DATASET EXCERPTS:
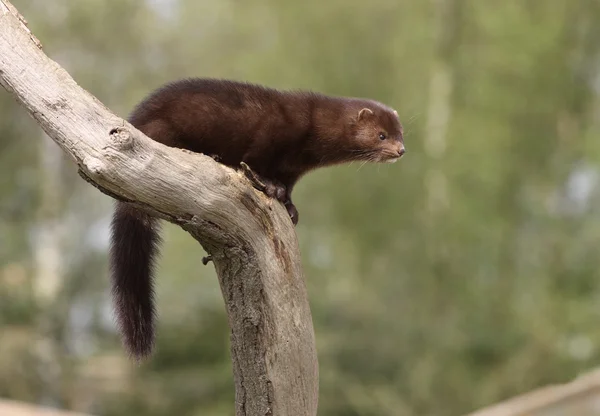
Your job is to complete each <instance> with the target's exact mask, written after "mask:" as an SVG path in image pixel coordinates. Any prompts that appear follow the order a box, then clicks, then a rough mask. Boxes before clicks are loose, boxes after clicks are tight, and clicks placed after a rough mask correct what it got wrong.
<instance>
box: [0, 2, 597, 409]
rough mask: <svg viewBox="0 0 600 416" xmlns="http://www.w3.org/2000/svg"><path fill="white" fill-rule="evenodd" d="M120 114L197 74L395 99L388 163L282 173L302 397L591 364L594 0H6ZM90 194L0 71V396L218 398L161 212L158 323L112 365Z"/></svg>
==
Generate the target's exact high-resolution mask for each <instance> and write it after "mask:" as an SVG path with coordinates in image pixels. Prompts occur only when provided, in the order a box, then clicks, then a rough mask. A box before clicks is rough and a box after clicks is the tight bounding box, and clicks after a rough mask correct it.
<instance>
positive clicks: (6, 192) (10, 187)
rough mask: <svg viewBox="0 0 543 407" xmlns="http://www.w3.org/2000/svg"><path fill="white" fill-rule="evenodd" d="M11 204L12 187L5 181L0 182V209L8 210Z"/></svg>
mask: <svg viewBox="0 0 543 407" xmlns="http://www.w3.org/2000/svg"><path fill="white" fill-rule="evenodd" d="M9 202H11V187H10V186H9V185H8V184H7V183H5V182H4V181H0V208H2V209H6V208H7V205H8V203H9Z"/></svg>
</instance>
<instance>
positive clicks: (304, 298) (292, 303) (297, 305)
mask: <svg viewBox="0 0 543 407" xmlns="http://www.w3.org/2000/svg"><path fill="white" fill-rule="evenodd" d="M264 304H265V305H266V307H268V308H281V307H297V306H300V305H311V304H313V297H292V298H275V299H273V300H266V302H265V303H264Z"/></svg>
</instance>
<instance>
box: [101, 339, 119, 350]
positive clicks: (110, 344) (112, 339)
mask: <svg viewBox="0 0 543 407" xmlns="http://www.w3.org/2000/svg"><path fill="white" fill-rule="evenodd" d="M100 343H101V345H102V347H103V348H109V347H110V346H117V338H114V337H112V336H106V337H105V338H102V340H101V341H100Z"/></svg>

WHAT THE TASK ASKS: The lines you need are those containing "before"; find them in the records and copy them.

RESPONSE TO THIS EXERCISE:
Your job is to complete each <instance> with the target's exact mask, written after "mask:" as an SVG path in image pixel coordinates. Any prompts that appear follow the order a box, then clicks, then a rough mask. Boxes before clicks are loose, boxes after clicks are tight, and clicks placed after a rough mask correct what it got wrong.
Generate the target's exact high-resolution mask for each <instance> and write it after "mask:" as an SVG path with coordinates in image pixels. Prompts occur only when provided, in the order a box, then clicks, then a rough mask. A box before clicks is rough and a box after clicks is the tight bounding box, and clicks after a rough mask correct it.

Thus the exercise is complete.